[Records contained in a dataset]
━━━━━━━━━━━━━━━━━━━━━━━━━━━━━━

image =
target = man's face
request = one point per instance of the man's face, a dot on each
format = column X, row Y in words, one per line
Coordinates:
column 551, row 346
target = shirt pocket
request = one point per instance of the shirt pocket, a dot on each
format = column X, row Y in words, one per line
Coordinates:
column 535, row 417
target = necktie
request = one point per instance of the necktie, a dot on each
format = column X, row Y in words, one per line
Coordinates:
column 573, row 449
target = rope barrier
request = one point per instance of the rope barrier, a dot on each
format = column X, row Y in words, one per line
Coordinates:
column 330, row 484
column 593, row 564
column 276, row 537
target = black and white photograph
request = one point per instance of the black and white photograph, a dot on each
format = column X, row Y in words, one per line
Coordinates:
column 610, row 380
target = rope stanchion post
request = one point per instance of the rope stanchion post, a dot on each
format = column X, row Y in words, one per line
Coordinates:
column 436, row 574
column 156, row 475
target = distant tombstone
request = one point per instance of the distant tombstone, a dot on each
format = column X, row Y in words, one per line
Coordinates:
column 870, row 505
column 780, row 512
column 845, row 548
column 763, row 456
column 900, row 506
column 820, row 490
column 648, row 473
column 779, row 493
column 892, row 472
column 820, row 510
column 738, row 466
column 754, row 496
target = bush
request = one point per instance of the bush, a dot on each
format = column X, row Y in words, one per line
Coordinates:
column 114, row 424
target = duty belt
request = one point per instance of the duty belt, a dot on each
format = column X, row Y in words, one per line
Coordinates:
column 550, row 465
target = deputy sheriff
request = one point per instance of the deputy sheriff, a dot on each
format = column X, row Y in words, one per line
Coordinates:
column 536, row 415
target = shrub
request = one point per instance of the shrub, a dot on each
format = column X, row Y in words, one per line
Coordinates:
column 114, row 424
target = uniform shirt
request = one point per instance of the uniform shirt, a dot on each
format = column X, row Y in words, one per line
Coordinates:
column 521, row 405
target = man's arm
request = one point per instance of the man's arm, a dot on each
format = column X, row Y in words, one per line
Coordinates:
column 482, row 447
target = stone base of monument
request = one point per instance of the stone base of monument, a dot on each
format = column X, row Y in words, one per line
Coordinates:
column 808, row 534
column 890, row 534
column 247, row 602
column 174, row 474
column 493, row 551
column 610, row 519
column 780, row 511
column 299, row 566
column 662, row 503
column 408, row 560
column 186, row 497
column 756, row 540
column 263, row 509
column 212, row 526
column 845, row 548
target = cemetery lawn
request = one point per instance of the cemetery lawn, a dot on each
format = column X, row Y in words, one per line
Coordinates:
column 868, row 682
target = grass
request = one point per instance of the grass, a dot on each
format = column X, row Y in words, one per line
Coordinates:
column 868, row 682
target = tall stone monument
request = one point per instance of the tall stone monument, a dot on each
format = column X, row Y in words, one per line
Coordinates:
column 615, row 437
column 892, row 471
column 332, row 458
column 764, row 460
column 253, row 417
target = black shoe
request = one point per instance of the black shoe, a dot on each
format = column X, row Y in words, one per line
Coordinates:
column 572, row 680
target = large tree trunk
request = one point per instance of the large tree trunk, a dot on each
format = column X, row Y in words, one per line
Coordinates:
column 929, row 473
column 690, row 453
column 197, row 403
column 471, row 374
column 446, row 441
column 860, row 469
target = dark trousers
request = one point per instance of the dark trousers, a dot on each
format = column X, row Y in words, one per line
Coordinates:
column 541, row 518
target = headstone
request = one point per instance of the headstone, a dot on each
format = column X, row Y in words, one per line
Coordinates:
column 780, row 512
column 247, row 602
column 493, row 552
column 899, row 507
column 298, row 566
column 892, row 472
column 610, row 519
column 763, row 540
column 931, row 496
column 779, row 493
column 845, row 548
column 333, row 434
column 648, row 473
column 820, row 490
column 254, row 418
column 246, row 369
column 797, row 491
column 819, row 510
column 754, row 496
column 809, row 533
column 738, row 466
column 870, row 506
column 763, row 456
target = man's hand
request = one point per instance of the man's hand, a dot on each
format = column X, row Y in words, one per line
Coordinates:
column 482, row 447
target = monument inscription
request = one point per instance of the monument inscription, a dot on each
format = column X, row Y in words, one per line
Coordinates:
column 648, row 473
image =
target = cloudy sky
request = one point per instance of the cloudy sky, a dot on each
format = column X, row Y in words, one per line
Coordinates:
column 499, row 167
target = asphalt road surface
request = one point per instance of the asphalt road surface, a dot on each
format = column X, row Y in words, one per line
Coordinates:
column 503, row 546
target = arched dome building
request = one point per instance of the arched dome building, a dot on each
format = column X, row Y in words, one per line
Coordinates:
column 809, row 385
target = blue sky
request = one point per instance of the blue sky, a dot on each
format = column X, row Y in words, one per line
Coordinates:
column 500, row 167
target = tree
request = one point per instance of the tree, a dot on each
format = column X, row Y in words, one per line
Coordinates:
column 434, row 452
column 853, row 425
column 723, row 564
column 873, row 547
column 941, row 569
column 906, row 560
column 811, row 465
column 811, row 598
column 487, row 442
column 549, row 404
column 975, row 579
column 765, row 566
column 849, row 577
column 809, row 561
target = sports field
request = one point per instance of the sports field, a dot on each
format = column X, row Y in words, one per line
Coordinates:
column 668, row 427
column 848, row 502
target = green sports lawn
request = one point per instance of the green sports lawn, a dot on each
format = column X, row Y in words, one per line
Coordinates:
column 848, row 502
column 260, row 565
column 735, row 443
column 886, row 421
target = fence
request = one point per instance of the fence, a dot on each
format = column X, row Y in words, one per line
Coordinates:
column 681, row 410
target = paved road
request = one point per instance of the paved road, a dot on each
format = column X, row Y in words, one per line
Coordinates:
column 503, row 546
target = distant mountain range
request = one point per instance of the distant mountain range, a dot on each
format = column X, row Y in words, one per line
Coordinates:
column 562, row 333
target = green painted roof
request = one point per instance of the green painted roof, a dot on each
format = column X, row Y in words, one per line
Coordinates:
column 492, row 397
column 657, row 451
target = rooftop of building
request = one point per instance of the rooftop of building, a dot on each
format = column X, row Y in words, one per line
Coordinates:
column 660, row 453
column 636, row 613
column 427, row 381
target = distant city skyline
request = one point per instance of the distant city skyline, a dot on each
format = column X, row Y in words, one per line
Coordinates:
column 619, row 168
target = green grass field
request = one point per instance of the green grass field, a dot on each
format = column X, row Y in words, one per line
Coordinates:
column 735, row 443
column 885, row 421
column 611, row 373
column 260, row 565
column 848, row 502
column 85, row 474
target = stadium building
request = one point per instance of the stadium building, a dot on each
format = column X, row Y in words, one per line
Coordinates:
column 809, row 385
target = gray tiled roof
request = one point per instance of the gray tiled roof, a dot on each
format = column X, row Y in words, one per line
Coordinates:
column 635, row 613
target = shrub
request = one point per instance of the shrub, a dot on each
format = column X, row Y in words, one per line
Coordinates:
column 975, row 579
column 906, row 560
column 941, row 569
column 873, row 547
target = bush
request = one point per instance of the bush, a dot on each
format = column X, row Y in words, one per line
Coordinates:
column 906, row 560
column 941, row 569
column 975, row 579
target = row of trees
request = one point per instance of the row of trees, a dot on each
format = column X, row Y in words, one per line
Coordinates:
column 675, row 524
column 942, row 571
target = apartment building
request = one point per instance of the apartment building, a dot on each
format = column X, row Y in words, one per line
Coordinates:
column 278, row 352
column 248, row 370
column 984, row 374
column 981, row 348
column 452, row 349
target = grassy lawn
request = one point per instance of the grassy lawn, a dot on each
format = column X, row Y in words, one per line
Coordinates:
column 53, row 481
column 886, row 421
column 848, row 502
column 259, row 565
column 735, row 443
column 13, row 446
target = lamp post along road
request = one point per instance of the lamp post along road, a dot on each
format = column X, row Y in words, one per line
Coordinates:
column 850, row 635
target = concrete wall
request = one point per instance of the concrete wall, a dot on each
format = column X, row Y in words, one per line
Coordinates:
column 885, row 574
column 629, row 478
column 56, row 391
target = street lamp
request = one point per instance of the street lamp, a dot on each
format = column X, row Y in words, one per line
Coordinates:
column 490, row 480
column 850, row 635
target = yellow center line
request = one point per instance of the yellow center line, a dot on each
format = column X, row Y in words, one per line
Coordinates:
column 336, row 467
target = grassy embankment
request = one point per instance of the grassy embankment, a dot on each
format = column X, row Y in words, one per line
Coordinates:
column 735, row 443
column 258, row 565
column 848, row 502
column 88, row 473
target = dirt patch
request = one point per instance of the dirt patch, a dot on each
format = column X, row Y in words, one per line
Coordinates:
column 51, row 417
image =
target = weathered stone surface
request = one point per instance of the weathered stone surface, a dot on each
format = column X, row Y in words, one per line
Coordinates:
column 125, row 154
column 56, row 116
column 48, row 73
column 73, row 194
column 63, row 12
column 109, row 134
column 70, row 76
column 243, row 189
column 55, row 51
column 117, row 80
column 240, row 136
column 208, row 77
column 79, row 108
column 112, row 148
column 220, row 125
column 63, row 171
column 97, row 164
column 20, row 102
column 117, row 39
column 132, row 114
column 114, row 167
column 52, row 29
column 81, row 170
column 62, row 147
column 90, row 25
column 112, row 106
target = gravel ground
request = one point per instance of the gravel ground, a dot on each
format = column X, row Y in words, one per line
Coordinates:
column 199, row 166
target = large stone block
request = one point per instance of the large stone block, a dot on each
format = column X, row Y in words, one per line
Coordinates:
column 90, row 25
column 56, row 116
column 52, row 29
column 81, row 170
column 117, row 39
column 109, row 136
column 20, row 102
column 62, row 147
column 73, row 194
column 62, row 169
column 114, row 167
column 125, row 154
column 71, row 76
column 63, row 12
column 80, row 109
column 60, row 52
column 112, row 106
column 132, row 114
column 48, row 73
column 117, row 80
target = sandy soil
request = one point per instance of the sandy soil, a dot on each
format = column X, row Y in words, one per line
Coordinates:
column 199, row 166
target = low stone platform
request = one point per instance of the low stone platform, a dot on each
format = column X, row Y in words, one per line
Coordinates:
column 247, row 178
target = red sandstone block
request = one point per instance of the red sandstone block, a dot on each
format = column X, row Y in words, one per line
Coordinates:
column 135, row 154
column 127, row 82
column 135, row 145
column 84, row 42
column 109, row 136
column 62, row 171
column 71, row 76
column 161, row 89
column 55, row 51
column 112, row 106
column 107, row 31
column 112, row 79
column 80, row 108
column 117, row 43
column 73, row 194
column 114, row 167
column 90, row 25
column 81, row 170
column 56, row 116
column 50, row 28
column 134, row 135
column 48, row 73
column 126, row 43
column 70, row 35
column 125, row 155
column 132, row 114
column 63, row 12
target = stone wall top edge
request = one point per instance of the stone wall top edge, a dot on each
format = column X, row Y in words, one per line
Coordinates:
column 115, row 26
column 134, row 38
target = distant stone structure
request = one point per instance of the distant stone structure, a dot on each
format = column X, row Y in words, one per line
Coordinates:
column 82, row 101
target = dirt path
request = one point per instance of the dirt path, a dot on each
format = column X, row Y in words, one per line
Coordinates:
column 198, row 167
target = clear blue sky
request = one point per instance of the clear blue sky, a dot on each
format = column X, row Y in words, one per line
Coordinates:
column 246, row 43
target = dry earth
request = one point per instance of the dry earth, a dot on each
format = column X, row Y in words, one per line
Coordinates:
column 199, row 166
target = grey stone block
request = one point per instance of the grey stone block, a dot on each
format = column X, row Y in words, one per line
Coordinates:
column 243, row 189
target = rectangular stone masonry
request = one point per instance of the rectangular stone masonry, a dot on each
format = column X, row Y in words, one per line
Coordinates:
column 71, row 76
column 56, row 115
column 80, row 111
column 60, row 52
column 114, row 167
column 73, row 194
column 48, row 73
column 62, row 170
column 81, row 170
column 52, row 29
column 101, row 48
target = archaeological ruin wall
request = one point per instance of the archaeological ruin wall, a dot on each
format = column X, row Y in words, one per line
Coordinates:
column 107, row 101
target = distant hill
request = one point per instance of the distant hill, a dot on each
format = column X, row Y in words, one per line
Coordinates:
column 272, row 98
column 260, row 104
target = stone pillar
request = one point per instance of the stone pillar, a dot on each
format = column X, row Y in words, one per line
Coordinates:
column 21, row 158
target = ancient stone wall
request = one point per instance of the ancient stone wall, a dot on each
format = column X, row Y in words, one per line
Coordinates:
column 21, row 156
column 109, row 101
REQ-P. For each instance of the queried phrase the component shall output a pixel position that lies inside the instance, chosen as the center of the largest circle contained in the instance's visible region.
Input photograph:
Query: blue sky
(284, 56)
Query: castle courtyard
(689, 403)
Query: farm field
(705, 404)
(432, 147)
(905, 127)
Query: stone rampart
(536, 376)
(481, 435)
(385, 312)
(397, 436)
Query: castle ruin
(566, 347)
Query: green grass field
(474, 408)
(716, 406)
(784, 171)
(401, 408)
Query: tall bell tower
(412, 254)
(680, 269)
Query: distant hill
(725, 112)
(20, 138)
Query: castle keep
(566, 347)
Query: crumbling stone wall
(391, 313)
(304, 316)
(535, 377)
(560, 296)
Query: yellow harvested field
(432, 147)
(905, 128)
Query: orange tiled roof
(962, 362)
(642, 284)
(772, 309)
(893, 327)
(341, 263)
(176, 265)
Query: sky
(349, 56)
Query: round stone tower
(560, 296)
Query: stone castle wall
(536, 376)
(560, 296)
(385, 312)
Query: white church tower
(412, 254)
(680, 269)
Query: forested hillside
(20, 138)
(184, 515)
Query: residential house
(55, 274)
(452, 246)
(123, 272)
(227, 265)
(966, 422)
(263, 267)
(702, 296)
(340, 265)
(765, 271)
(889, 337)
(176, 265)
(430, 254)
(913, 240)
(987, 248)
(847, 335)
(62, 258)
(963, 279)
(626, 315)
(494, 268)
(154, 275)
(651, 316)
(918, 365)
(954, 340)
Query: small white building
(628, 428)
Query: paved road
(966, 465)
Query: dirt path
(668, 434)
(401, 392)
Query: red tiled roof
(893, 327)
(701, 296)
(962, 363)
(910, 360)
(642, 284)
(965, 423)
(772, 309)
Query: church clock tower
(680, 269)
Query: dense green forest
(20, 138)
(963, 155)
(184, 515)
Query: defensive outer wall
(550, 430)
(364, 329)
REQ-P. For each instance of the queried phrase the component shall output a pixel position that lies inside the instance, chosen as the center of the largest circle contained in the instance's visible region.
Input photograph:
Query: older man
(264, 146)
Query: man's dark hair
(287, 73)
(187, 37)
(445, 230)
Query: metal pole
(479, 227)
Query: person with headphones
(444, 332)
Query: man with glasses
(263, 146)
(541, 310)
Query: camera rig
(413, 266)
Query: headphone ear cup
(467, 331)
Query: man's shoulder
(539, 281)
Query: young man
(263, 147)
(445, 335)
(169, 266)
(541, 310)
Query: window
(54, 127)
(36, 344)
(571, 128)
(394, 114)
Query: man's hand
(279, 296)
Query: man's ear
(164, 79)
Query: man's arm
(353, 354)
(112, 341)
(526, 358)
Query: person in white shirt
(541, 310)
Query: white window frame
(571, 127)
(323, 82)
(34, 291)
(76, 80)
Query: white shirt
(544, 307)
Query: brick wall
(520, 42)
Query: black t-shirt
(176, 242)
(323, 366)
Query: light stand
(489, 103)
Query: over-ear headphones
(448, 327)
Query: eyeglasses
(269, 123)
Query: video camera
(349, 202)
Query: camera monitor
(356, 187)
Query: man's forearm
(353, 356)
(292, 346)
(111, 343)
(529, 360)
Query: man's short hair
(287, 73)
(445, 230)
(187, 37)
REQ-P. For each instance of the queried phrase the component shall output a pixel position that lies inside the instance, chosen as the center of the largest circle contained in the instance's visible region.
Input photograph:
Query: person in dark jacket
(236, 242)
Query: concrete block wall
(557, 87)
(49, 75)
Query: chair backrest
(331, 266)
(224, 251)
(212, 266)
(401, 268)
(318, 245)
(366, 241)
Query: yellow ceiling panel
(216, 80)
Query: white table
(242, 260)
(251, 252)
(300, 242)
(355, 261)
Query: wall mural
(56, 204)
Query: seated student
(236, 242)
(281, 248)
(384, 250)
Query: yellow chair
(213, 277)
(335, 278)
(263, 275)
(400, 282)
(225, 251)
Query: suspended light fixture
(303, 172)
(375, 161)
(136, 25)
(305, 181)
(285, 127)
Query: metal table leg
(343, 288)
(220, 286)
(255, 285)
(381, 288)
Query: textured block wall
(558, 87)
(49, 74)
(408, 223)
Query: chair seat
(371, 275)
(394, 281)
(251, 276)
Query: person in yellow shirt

━━━━━━━━━━━━━━━━━━━━━━━━━━━━━━

**WHAT TO DO:**
Print, without alteration, only the lines above between the one holding "target = man's hand" and the one holding "target = cloudy sky", inclusive.

**EXPECTED ANSWER:**
target = man's hand
request = one point per instance of the man's hand, a dot on each
format = column X, row Y in words, one per line
Coordinates:
column 482, row 447
target = monument inscription
request = one point per instance of the monument inscription, a dot on each
format = column X, row Y in words, one per line
Coordinates:
column 648, row 473
image =
target = cloudy sky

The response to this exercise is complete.